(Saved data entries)
○ ○ ○ ○ ○
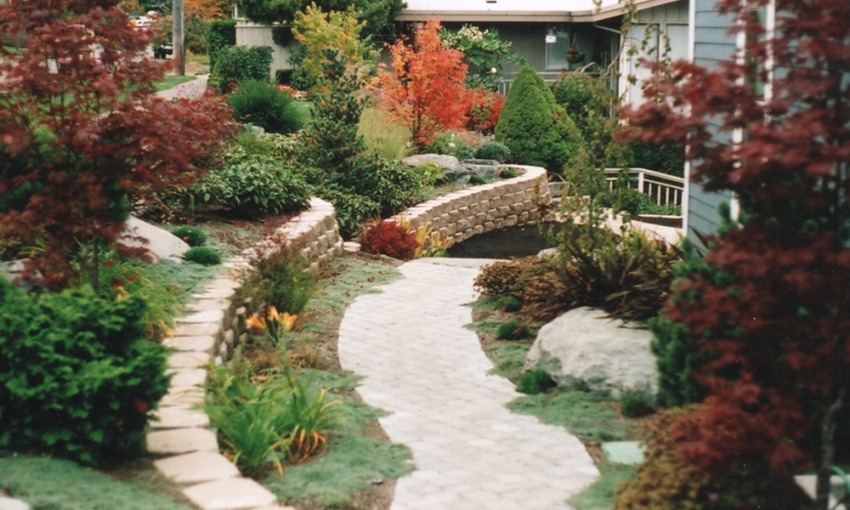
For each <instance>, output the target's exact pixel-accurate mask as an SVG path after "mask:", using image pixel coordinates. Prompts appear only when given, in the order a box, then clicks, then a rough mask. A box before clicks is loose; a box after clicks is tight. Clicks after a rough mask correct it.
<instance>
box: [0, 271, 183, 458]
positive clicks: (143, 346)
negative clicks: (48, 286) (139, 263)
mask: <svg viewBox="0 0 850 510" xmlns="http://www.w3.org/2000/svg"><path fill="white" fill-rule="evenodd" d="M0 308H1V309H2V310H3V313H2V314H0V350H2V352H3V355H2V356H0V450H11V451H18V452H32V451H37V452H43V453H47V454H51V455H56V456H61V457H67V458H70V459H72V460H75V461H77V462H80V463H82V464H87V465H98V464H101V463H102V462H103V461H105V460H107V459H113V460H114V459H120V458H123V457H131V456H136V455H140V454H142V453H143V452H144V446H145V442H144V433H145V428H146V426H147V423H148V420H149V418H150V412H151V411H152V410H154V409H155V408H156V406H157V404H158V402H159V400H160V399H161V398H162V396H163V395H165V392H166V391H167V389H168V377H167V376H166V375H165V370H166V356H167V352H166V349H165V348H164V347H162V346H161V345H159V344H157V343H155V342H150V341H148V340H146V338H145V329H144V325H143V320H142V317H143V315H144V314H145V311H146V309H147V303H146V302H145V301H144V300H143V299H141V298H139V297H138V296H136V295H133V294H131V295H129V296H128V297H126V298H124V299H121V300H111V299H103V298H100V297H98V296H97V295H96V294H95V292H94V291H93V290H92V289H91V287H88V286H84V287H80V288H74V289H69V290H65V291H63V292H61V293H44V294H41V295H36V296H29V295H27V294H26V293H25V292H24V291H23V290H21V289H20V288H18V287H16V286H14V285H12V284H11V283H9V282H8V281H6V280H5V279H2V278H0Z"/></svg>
○ ○ ○ ○ ○
- Brief
Go through the data above and transcribe it in full, omitting any image.

- Response
For each <instance>, output the target's exact pixel-accurate mask as an SVG path after "mask:", using image pixel coordinates. Prompts appear only when given, in the order a box, then clicks, then a rough mask. A box before clicks is loose; a box after clicks is tight. Clicks after a rough mask correct it.
<instance>
box: [0, 271, 183, 458]
positive clicks: (143, 346)
negative clicks: (48, 286) (139, 263)
mask: <svg viewBox="0 0 850 510" xmlns="http://www.w3.org/2000/svg"><path fill="white" fill-rule="evenodd" d="M0 308H1V309H2V310H3V313H2V314H0V350H2V352H3V355H2V356H0V450H11V451H18V452H32V451H37V452H43V453H47V454H51V455H56V456H61V457H67V458H70V459H72V460H75V461H77V462H80V463H82V464H87V465H98V464H101V463H102V462H103V461H105V460H107V459H113V460H114V459H120V458H123V457H131V456H136V455H140V454H142V453H143V452H144V446H145V442H144V433H145V428H146V426H147V423H148V420H149V418H150V412H151V411H152V410H154V409H155V408H156V406H157V404H158V402H159V400H160V399H161V398H162V396H163V395H165V392H166V391H167V389H168V377H167V376H166V375H165V370H166V356H167V352H166V349H165V348H164V347H162V346H161V345H159V344H157V343H155V342H150V341H148V340H146V338H145V329H144V325H143V320H142V317H143V315H144V314H145V311H146V309H147V303H146V302H145V301H144V300H143V299H141V298H139V297H138V296H136V295H133V294H131V295H129V296H128V297H126V298H124V299H121V300H111V299H103V298H100V297H98V296H97V295H96V294H95V292H94V291H93V290H92V289H91V287H88V286H84V287H80V288H74V289H69V290H65V291H63V292H61V293H44V294H41V295H36V296H29V295H27V294H26V293H25V292H24V291H23V290H21V289H20V288H18V287H16V286H14V285H12V284H11V283H9V282H8V281H6V280H5V279H2V278H0Z"/></svg>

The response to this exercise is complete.